→ **To be done**: Return the entries below in their exact form, leaving the pictures out.

→ **Entries from a dataset**:
------
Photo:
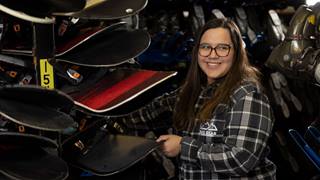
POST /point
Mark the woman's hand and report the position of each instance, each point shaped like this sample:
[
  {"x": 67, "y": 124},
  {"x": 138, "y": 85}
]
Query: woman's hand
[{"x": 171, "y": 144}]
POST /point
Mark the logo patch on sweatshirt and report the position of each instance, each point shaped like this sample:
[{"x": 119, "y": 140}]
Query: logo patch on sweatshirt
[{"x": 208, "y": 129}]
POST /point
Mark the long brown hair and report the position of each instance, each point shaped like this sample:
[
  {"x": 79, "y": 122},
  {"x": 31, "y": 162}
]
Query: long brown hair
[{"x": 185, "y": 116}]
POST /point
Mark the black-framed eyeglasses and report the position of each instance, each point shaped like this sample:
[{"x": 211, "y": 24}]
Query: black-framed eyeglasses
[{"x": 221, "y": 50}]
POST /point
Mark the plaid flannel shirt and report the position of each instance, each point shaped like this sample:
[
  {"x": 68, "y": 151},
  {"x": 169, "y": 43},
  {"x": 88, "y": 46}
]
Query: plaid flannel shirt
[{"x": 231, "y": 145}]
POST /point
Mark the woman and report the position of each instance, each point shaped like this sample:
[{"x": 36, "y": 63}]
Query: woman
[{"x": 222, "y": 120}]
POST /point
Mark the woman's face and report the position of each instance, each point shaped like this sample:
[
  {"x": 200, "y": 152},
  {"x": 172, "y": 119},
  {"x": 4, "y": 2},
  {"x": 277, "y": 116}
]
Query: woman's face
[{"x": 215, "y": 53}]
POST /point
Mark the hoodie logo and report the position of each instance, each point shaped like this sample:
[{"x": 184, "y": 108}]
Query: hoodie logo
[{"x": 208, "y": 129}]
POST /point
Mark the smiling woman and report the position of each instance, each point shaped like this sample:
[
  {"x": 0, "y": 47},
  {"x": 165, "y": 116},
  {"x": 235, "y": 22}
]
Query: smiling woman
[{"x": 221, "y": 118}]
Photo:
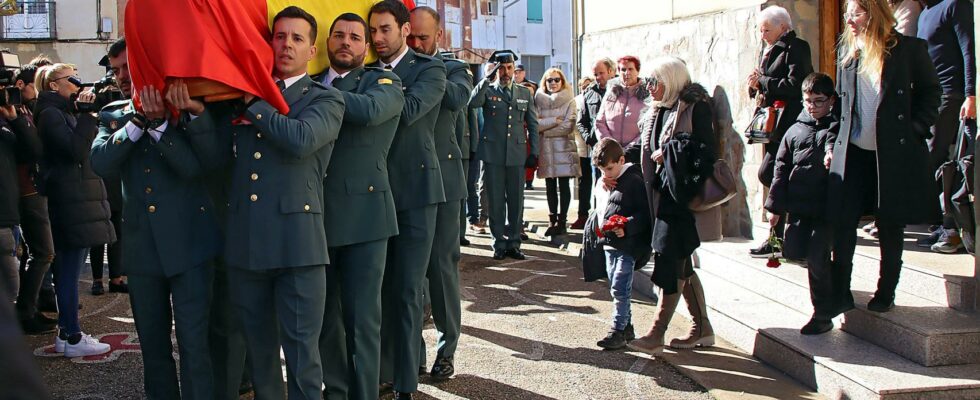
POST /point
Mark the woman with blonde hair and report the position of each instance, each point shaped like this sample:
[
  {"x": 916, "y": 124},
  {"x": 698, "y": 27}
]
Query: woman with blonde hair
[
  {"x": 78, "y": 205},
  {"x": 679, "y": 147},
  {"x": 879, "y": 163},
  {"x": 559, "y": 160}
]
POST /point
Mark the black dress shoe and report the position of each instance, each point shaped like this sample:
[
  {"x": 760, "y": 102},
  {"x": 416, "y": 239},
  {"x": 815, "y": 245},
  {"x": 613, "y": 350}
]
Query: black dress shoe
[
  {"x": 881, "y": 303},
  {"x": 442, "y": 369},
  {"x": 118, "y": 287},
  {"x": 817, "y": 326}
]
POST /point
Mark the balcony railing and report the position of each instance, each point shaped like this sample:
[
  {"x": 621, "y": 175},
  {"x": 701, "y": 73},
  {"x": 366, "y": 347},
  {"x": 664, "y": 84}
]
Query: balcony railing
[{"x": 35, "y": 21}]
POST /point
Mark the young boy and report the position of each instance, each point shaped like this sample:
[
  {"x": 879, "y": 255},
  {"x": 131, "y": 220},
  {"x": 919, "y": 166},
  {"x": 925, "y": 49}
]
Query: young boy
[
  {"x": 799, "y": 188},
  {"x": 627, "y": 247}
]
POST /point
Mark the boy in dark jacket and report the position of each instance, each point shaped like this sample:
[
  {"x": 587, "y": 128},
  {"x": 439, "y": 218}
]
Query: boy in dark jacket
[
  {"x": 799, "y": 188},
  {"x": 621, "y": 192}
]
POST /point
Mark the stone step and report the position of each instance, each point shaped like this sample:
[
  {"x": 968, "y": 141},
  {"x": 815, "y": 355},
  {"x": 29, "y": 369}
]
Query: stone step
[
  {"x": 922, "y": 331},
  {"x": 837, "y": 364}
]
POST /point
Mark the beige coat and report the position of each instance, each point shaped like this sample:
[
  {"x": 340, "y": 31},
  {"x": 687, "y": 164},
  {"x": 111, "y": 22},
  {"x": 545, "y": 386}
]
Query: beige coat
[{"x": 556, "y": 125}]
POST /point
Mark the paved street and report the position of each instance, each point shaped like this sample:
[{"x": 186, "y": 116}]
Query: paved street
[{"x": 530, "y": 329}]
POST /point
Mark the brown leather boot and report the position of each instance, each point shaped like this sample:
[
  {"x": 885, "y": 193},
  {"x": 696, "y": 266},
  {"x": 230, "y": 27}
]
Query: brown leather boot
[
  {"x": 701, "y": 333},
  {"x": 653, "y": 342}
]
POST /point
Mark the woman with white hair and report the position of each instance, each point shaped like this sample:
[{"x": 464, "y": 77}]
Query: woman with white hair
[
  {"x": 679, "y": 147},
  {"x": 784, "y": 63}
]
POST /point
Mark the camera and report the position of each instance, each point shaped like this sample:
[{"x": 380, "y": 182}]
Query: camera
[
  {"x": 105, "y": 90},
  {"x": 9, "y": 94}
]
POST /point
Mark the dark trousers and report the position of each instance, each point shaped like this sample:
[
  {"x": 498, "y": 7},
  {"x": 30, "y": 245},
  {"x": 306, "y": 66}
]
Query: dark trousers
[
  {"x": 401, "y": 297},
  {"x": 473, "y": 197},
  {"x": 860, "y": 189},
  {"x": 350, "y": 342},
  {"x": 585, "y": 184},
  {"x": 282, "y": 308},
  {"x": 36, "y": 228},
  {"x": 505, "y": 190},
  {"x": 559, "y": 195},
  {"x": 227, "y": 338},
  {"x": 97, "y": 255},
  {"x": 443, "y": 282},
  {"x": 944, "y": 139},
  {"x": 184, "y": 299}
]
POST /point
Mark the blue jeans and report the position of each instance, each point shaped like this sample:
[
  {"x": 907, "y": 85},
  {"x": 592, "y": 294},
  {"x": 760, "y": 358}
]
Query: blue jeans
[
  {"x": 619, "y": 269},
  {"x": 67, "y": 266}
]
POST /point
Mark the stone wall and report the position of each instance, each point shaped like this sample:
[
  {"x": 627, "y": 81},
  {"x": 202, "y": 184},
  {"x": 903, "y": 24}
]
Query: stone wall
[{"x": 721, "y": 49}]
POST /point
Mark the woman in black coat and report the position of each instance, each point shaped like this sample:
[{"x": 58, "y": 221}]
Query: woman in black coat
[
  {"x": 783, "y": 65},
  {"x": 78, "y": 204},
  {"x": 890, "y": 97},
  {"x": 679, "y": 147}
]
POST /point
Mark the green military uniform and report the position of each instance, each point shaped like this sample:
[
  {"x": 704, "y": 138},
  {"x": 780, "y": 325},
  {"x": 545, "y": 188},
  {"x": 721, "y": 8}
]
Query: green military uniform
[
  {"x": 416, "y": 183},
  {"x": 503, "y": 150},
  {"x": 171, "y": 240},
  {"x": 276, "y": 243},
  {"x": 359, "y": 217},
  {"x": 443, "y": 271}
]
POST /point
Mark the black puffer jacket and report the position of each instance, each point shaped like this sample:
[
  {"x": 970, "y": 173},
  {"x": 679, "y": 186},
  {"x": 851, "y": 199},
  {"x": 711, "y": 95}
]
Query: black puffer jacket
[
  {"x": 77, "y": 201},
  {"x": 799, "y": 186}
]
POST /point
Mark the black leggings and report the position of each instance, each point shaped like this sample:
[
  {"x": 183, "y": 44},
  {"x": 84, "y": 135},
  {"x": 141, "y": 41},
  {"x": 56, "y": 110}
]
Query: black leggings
------
→ **Reply to the exercise**:
Photo:
POST /point
Mark the woman's hand and report the position of each instance, each point shaped like this sample:
[
  {"x": 67, "y": 124},
  {"x": 138, "y": 85}
]
Query: woman's hand
[{"x": 171, "y": 144}]
POST /point
Mark the logo patch on sweatshirt and report the position of each instance, each point shaped like this sample:
[{"x": 119, "y": 140}]
Query: logo patch on sweatshirt
[{"x": 208, "y": 129}]
POST /point
Mark the long brown hair and report the position of each instance, each point shaped like this sample:
[
  {"x": 79, "y": 122},
  {"x": 31, "y": 162}
]
Query: long brown hair
[{"x": 185, "y": 116}]
POST /point
Mark the black-framed eyeglasses and report the position of each instance, each point shaped like this sample:
[{"x": 211, "y": 24}]
Query: black-framed eyeglasses
[{"x": 221, "y": 50}]
POST /point
Mark the plaid flannel shirt and report the position of each instance, each point shaped like this sample:
[
  {"x": 68, "y": 151},
  {"x": 169, "y": 43},
  {"x": 88, "y": 46}
]
Query: plaid flannel shirt
[{"x": 231, "y": 145}]
POST /point
Mark the woman and report the position of each instance, each point shaped like this sample:
[{"x": 36, "y": 63}]
Query: woman
[{"x": 222, "y": 120}]
POST /point
Mark the woman's face and report the position of each instance, each point shaped like this sample:
[
  {"x": 200, "y": 152},
  {"x": 172, "y": 119},
  {"x": 4, "y": 2},
  {"x": 277, "y": 116}
]
Query: woman's face
[{"x": 215, "y": 53}]
POST /point
Mark the hoodie logo and report the position of each instance, each point shaped like this sample:
[{"x": 184, "y": 108}]
Query: hoodie logo
[{"x": 208, "y": 129}]
POST /point
Mark the smiling woman and report the position of each instance, each point shaped like this sample:
[
  {"x": 0, "y": 47},
  {"x": 165, "y": 116},
  {"x": 235, "y": 22}
]
Query: smiling woman
[{"x": 221, "y": 118}]
Photo:
POST /point
Mark the woman with blonde hair and report the position of each instance, each point shaped like this sample:
[
  {"x": 916, "y": 124},
  {"x": 698, "y": 27}
]
Query: woman with blonde hair
[
  {"x": 78, "y": 205},
  {"x": 679, "y": 147},
  {"x": 879, "y": 163},
  {"x": 559, "y": 160}
]
POST /point
Mark the black dress shoe and report the position of each instance, each point shaped like this sample:
[
  {"x": 760, "y": 102},
  {"x": 416, "y": 239},
  {"x": 815, "y": 245},
  {"x": 613, "y": 350}
]
Query: black dress shoe
[
  {"x": 881, "y": 303},
  {"x": 442, "y": 369},
  {"x": 118, "y": 287},
  {"x": 817, "y": 326}
]
POST /point
Mark the balcony railing and report the position of each instance, each point shaped like this sample:
[
  {"x": 621, "y": 175},
  {"x": 701, "y": 73},
  {"x": 366, "y": 347},
  {"x": 664, "y": 84}
]
Query: balcony railing
[{"x": 35, "y": 21}]
POST /point
Mark the young boy and report the position of each instance, each point shaped like this sample:
[
  {"x": 879, "y": 255},
  {"x": 131, "y": 220},
  {"x": 919, "y": 166},
  {"x": 925, "y": 49}
]
Query: young boy
[
  {"x": 799, "y": 188},
  {"x": 627, "y": 247}
]
POST /point
Mark the boy in dark jacket and report the position of each instance, each point shaped like this sample:
[
  {"x": 587, "y": 128},
  {"x": 439, "y": 218}
]
Query: boy in dark jacket
[
  {"x": 799, "y": 188},
  {"x": 621, "y": 192}
]
POST /point
Mark the stone step and report the position of each instance, each point shaped like this sample:
[
  {"x": 968, "y": 141},
  {"x": 815, "y": 355},
  {"x": 29, "y": 369}
]
Query: stone step
[
  {"x": 922, "y": 331},
  {"x": 837, "y": 364}
]
POST /point
Mark the beige coat and report the position of each instance, each point shaped like this sample:
[
  {"x": 340, "y": 31},
  {"x": 687, "y": 164},
  {"x": 111, "y": 22},
  {"x": 545, "y": 386}
]
Query: beige coat
[{"x": 556, "y": 125}]
POST /point
Mark the paved street and report the position of each instance, each point shaped like this sample:
[{"x": 186, "y": 116}]
Query: paved street
[{"x": 530, "y": 329}]
POST /point
Mark the brown leather boot and report the position of each instance, each point shaped like this sample:
[
  {"x": 885, "y": 193},
  {"x": 696, "y": 266},
  {"x": 230, "y": 27}
]
Query: brown leather boot
[
  {"x": 701, "y": 333},
  {"x": 653, "y": 342}
]
POST /point
Mark the woman with white hair and report the position of each instance, each point shaped like this sample:
[{"x": 464, "y": 77}]
Query: woman with white hair
[
  {"x": 679, "y": 147},
  {"x": 784, "y": 63}
]
POST /point
Mark the camera and report the position of each instance, each point shaped like this sample:
[{"x": 380, "y": 182}]
Query: camera
[
  {"x": 105, "y": 90},
  {"x": 9, "y": 94}
]
POST /point
Mark the dark trousers and report the position of each instance, each point shaped like this sample:
[
  {"x": 498, "y": 7},
  {"x": 30, "y": 245},
  {"x": 306, "y": 66}
]
Query: dark trousers
[
  {"x": 401, "y": 297},
  {"x": 473, "y": 197},
  {"x": 860, "y": 189},
  {"x": 350, "y": 342},
  {"x": 585, "y": 184},
  {"x": 282, "y": 308},
  {"x": 36, "y": 228},
  {"x": 505, "y": 190},
  {"x": 559, "y": 195},
  {"x": 227, "y": 338},
  {"x": 97, "y": 255},
  {"x": 443, "y": 282},
  {"x": 944, "y": 139},
  {"x": 184, "y": 299}
]
POST /point
Mark the blue jeans and report the position of each instance, each point shaped like this sample:
[
  {"x": 907, "y": 85},
  {"x": 592, "y": 294},
  {"x": 760, "y": 358}
]
Query: blue jeans
[
  {"x": 619, "y": 269},
  {"x": 67, "y": 266}
]
POST /point
Mark the stone wall and report the position of each instance, each point shaped like this sample:
[
  {"x": 627, "y": 81},
  {"x": 202, "y": 184},
  {"x": 903, "y": 24}
]
Query: stone wall
[{"x": 721, "y": 49}]
POST /point
Mark the woman in black coat and report the position of each instance, each point shaped like this sample:
[{"x": 58, "y": 221}]
Query: woman in black coat
[
  {"x": 783, "y": 65},
  {"x": 78, "y": 204},
  {"x": 890, "y": 97},
  {"x": 679, "y": 147}
]
POST /point
Mark the green military uniform and report the position of each instance, each point shaped like this sample:
[
  {"x": 704, "y": 138},
  {"x": 780, "y": 325},
  {"x": 545, "y": 188},
  {"x": 721, "y": 8}
]
Query: green military uniform
[
  {"x": 416, "y": 183},
  {"x": 503, "y": 150},
  {"x": 171, "y": 240},
  {"x": 276, "y": 243},
  {"x": 359, "y": 217},
  {"x": 443, "y": 271}
]
POST /point
Mark the black puffer jacket and report the position of each instance, each point shaped like this sample:
[
  {"x": 970, "y": 173},
  {"x": 679, "y": 186},
  {"x": 851, "y": 199},
  {"x": 711, "y": 95}
]
Query: black puffer jacket
[
  {"x": 77, "y": 201},
  {"x": 799, "y": 186}
]
POST /point
Mark the black leggings and report the position of each instance, each point shaped like this sample:
[
  {"x": 183, "y": 44},
  {"x": 84, "y": 135},
  {"x": 141, "y": 41},
  {"x": 56, "y": 110}
]
Query: black leggings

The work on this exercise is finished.